BRIEF - Filter the data below, keeping only lines that contain "Trace".

DATA FOR REVIEW -
Content starts

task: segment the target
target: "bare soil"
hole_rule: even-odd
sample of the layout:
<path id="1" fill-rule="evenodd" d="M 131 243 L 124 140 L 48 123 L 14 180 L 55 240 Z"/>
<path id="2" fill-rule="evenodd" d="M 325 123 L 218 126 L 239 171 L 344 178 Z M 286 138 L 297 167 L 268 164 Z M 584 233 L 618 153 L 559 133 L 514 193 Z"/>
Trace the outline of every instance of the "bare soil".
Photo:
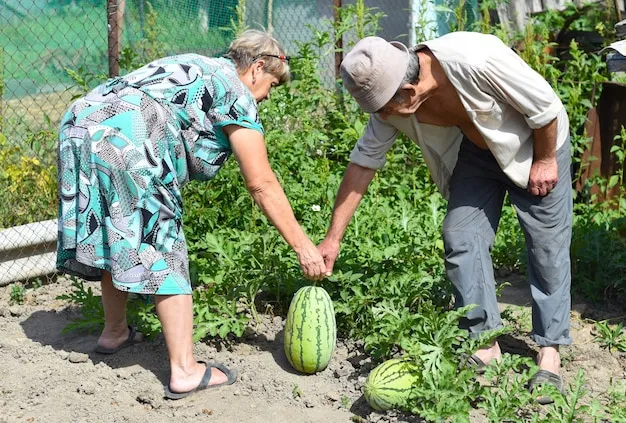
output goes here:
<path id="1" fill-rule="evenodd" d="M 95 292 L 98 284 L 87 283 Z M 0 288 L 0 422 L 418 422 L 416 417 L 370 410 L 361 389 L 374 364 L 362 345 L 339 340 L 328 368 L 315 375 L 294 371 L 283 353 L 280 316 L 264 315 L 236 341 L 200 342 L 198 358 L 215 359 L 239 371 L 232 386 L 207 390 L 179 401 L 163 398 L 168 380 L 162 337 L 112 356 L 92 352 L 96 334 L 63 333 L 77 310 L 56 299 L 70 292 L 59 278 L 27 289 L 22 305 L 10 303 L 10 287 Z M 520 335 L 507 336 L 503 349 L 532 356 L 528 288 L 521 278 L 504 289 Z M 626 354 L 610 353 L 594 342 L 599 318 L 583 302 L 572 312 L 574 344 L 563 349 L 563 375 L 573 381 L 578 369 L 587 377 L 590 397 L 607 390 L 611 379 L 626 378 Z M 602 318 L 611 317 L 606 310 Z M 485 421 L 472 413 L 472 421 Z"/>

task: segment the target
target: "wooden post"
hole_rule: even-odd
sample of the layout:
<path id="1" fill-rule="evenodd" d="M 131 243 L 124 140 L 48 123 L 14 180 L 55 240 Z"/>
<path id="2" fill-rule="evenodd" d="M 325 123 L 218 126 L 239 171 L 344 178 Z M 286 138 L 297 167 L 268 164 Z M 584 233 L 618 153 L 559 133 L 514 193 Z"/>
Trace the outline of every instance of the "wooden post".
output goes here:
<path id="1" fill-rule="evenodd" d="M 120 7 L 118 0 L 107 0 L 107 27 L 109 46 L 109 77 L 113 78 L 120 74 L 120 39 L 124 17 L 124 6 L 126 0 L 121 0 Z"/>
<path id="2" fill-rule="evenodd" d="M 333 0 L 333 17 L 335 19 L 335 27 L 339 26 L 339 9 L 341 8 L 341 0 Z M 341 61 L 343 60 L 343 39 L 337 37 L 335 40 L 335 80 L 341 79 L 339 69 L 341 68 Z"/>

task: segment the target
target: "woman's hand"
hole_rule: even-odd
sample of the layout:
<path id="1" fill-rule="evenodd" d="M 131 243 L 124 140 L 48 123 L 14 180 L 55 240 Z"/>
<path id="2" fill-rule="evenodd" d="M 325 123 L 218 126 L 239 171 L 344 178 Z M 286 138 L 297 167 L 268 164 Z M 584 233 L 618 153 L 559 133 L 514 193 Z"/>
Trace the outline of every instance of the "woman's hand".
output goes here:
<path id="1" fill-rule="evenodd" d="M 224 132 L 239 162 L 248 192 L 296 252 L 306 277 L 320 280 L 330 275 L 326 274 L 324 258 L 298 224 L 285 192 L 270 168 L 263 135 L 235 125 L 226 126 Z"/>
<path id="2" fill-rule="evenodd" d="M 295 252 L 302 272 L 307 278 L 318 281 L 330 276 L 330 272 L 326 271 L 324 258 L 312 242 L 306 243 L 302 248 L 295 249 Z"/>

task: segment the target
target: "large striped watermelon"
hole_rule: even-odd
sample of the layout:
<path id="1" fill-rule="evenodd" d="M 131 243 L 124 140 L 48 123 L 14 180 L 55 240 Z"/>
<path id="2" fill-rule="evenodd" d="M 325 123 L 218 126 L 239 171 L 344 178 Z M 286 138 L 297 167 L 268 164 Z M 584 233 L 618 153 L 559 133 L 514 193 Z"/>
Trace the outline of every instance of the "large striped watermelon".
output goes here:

Content ends

REPLY -
Trace the outline of every instance of the "bare soil".
Trace the outline of every instance of the "wooden post".
Trace the outline of every instance of the "woman's hand".
Trace the outline of every instance of the "large striped watermelon".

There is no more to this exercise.